#### [Exercise]
Please copy every record below exactly, but leave the pictures out.

[Task inputs — start]

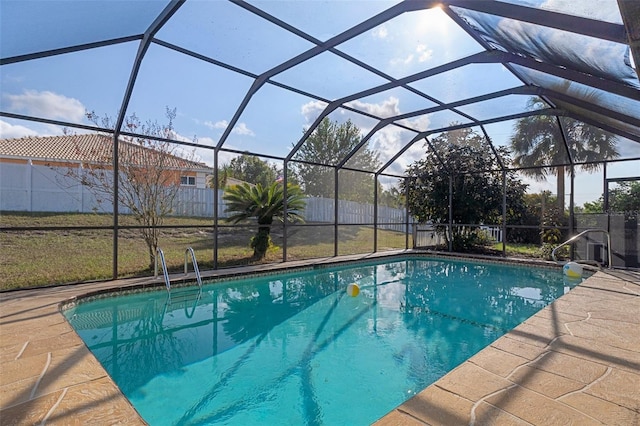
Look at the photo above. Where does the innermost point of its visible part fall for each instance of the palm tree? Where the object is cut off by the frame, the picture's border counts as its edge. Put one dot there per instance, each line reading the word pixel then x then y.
pixel 537 142
pixel 265 203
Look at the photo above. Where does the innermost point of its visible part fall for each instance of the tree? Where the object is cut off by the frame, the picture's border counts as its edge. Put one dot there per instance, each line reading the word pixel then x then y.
pixel 328 145
pixel 477 186
pixel 537 142
pixel 249 168
pixel 148 172
pixel 264 203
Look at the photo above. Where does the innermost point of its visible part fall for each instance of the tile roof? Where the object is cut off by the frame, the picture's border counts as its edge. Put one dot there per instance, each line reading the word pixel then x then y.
pixel 89 148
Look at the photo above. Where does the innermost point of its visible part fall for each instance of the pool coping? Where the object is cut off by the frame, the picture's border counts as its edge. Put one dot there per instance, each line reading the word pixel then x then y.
pixel 577 360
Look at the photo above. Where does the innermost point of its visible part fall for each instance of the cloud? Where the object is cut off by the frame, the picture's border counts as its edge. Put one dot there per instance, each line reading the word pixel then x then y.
pixel 242 129
pixel 424 54
pixel 239 129
pixel 48 105
pixel 9 131
pixel 602 10
pixel 222 124
pixel 380 32
pixel 387 108
pixel 311 110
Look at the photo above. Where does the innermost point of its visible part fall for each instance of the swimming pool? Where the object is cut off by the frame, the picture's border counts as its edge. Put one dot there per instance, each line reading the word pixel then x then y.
pixel 294 348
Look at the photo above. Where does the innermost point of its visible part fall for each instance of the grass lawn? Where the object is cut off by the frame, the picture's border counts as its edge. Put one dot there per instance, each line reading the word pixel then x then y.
pixel 46 257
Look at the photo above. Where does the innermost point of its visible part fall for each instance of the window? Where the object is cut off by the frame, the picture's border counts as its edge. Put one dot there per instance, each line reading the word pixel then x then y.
pixel 188 180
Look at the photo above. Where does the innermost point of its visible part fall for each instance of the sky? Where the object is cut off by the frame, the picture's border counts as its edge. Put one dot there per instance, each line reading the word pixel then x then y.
pixel 65 87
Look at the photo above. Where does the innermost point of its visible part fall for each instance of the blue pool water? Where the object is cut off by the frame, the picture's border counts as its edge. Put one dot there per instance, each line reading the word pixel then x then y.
pixel 296 349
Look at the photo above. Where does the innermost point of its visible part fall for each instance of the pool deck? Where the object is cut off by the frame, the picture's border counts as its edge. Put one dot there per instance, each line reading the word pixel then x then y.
pixel 575 362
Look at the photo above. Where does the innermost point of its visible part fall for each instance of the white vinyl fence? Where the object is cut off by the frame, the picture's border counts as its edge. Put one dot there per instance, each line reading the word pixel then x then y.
pixel 35 188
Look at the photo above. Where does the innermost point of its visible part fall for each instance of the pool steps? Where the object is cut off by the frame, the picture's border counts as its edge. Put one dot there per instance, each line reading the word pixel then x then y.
pixel 188 251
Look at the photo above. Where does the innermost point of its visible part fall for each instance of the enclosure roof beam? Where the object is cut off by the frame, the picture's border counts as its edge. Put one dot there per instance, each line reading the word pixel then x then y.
pixel 482 57
pixel 561 21
pixel 633 121
pixel 620 132
pixel 69 49
pixel 572 75
pixel 630 11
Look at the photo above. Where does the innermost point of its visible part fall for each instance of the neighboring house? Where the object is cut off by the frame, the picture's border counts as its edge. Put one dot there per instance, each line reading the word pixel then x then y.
pixel 33 172
pixel 95 150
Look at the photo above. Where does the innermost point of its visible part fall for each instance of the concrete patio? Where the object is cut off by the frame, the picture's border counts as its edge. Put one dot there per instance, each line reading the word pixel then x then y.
pixel 575 362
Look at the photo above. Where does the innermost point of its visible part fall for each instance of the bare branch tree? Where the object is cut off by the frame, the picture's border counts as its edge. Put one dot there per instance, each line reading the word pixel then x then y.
pixel 149 171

[Task inputs — finish]

#### [Solution]
Look at the photo above. Where does the innermost point of its visible part fall for each instance of the palm tree? Where the object is cut off by the frame, the picture's border counts as its edge. Put one dot there per instance, each line reading the word pixel then x then y.
pixel 537 142
pixel 265 203
Look at the photo above. Where does the innermost point of its visible part fall for each instance of the tree? Where the object is cut off by the frame, the picture's border counts as its edge. Put one dot there per instance, each line reading the word pixel then x then y.
pixel 328 145
pixel 477 186
pixel 537 142
pixel 249 168
pixel 148 172
pixel 264 203
Look at the photo above. Where does the innermost point of its visible part fall for each instance of the tile roof? Where the object is cut off by the frame, the picture's border counts as its edge. Put one dot there per instance, each line reading the word pixel then x then y.
pixel 89 148
Look at the photo above. Where does the innermost point of its visible part fall for each instance of the pool coping? Where the object is cut off by the frame, the picture's border counts as its edge. Put one dot there per instance, each line reading the word pixel then x then y.
pixel 577 360
Look at the photo above. Where does the innermost point of its visible part fall for each instance of the cloud? Where the object is cut off by the frame, the picture's border counts as its edge. Put one dot there per instance, each line reading the word pixel then x then y.
pixel 242 129
pixel 424 54
pixel 239 129
pixel 48 105
pixel 9 131
pixel 602 10
pixel 222 124
pixel 380 32
pixel 387 108
pixel 311 110
Look at the photo above. Where does the innermost point of its visible part fall for each instance of the swimming pool? Where the object is cut off by the frame, the picture's border counts as its edge. Put one dot there per instance, each line reading the word pixel then x then y.
pixel 294 348
Look at the photo above. Where does the innermost point of its visible part fall for each instance of the grass lawn? Where the object is cut off by the frame, the picture's border counts as its edge. Put one dot there per instance, each line reading the word pixel then x then y.
pixel 46 257
Look at the photo above. Where does the innermost point of its visible part fall for each instance of the window? Where the object is cut off by the frame, the picture's border counts as its edge. Put one dot there per instance, each line reading the word pixel then x then y.
pixel 188 180
Look at the photo above. Where does the innermost point of its visible part fall for each instance of the sky? Where the object is cut off by the frame, the picture's border counts as its edge. Put one dot there per instance, each line reading the word pixel then x then y.
pixel 65 87
Look at the photo above. Where does the innermost point of its visible part fall for each instance of the blue pool water? Where the object is cut off by the frame, the picture's border counts as its edge. Put one dot there per instance, each line reading the word pixel then x then y.
pixel 296 349
Look at the photo above. Where does the innermost point of its visible part fall for each instance of the pool deck? Where the object is cut off by the frame, the picture's border counts as its edge. Put one dot there per instance, each line reading the word pixel then x then y.
pixel 575 362
Look at the photo above. Where does the innermost point of its visible part fall for each instance of the white vinyl fence? Where the object is cut off by the frame, the picture's border counts as its edge. Put one dot there per instance, each line reading the word pixel then x then y.
pixel 35 188
Look at the photo above. Where does the innermost point of its visible part fall for each instance of the pool steps? Where the object is cut off by the frame, the picture's border counts as its edge. Put one dot there per instance, each line reading the word pixel then x then y.
pixel 188 251
Look at the photo above. Where does the innermost point of its visible part fall for each instance of the enclosure roof beam? Where the object is cut off by the frame, the picture's border counts as its edge. Put one dot there per instance, each line reading the word pixel then x then y.
pixel 482 57
pixel 561 21
pixel 633 121
pixel 620 132
pixel 69 49
pixel 572 75
pixel 630 11
Look at the photo above. Where does the innermost point of its visible part fall for each instance of the neighboring house? Where the object is cut off by the frame, the picture's border counts as its edge. Put one dot there per instance, each line reading the word pixel then x then y.
pixel 33 172
pixel 95 150
Look at the photo above. Where does the innermost point of its visible part fall for each instance of the concrete patio? Where the object is cut off by the frame, the picture's border counts as its edge. Put one dot there per instance, each line reading the word pixel then x then y.
pixel 575 362
Look at the photo above. Where does the innermost point of its visible part fall for each instance of the bare branch tree? Where the object is cut off by the frame, the picture's border counts as its edge. Put one dot there per instance, each line reading the word pixel then x then y.
pixel 149 171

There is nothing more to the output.